# To do
**1)** In the cyclic arithmetic paper information below, in which proceedings does the paper appear?
**2)** From the cyclic arithmetic paper information below, extract verbatim the passage starting at "Author: Anupam Das" and ending at "elementarily in size.".

═════ Document passage

On the logical complexity of cyclic arithmetic

Author: Anupam Das

Paper Information

Title:On the logical complexity of cyclic arithmetic
Authors:Anupam Das
Proceedings:PARIS Contributed papers
Editors: Alexis Saurin, David Baelde and Radu Calinescu
Keywords:Cyclic proofs, Peano arithmetic, Proof theory, Logical complexity, Reverse mathematics, Proof complexity

ABSTRACT. We study the logical complexity of proofs in cyclic arithmetic (CA), as introduced in Simpson '17, in terms of quantifier alternations of formulae occurring. Writing CΣ_n for (the logical consequences of) cyclic proofs containing only Σ_n formulae, our main result is that IΣ_{n+1} and CΣ_n prove the same Π_{n+1} theorems, for n > 0. Furthermore, due to the 'uniformity' of our method, we also show that CA and PA proofs differ only elementarily in size.

The inclusion IΣ_{n+1} ⊆ CΣ_n is obtained by proof theoretic techniques, relying on normal forms and structural manipulations of Peano arithmetic (PA) proofs. It improves upon the natural result that IΣ_n ⊆ CΣ_n.

The inclusion CΣ_n ⊆ IΣ_{n+1} is obtained by calibrating the approach of Simpson '17 with recent results on the reverse mathematics of Büchi’s theorem (Kolodziejczyk, Michalewski, Pradic & Skrzypczak '16), and specialising to the case of cyclic proofs.

These results improve upon the bounds on proof complexity and logical complexity implicit in Simpson '17 and Berardi & Tatsuta '17.

This talk will be based on the following work: http://www.anupamdas.com/wp/log-comp-cyc-arith/

Talk:Jul 08 16:45 (Session 42M: Contributed talks)

══════════
═════ Stored data

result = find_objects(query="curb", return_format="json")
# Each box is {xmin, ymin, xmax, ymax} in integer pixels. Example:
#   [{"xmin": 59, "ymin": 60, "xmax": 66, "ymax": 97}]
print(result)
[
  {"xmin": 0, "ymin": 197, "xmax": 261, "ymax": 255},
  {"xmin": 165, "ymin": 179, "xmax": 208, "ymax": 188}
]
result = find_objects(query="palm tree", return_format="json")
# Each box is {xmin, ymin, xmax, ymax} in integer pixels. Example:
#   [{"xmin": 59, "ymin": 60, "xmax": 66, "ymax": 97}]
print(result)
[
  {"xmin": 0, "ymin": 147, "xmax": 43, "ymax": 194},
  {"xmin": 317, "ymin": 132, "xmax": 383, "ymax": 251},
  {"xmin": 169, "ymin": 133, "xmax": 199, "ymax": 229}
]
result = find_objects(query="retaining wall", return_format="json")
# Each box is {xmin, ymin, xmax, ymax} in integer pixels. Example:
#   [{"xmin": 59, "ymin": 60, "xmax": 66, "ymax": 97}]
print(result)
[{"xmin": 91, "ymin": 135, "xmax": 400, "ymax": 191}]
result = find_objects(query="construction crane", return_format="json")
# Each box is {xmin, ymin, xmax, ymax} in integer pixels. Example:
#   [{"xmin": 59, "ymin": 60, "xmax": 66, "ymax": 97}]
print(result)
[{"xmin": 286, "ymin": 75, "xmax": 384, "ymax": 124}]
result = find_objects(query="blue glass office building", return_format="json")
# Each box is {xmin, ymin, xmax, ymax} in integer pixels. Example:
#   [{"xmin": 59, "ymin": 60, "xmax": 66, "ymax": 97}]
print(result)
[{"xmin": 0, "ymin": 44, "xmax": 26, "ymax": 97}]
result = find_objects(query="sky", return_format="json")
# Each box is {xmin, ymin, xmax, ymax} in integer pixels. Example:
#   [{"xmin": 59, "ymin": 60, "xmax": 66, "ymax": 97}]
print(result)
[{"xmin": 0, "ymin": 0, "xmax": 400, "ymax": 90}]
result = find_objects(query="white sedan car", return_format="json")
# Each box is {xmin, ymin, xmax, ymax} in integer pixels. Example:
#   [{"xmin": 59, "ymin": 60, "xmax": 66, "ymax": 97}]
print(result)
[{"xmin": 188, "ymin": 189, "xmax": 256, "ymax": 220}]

══════════
═════ Stored data

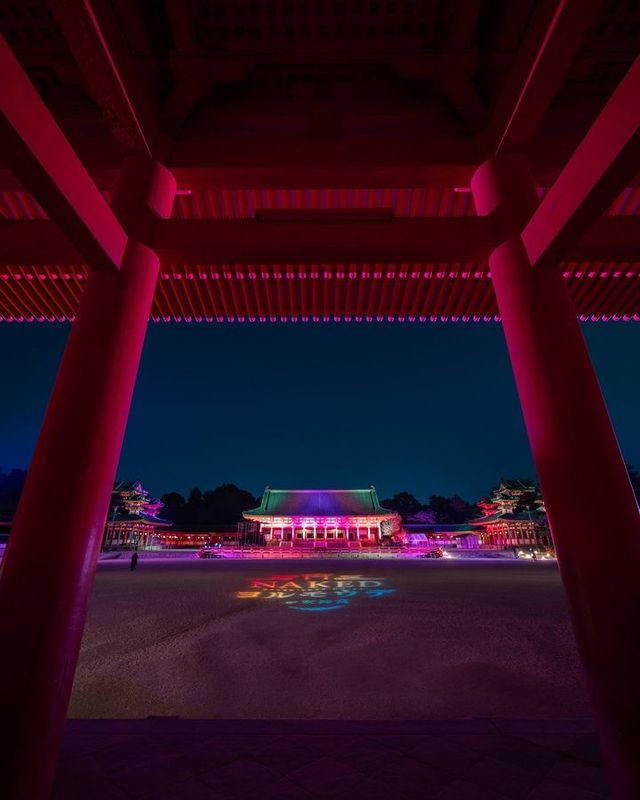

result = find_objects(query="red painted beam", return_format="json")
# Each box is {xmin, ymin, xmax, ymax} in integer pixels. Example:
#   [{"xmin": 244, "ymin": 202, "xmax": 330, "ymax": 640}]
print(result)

══════════

# List of solutions
**1)** PARIS Contributed papers

**2)**
Author: Anupam Das

Paper Information

Title:On the logical complexity of cyclic arithmetic
Authors:Anupam Das
Proceedings:PARIS Contributed papers
Editors: Alexis Saurin, David Baelde and Radu Calinescu
Keywords:Cyclic proofs, Peano arithmetic, Proof theory, Logical complexity, Reverse mathematics, Proof complexity

ABSTRACT. We study the logical complexity of proofs in cyclic arithmetic (CA), as introduced in Simpson '17, in terms of quantifier alternations of formulae occurring. Writing CΣ_n for (the logical consequences of) cyclic proofs containing only Σ_n formulae, our main result is that IΣ_{n+1} and CΣ_n prove the same Π_{n+1} theorems, for n > 0. Furthermore, due to the 'uniformity' of our method, we also show that CA and PA proofs differ only elementarily in size.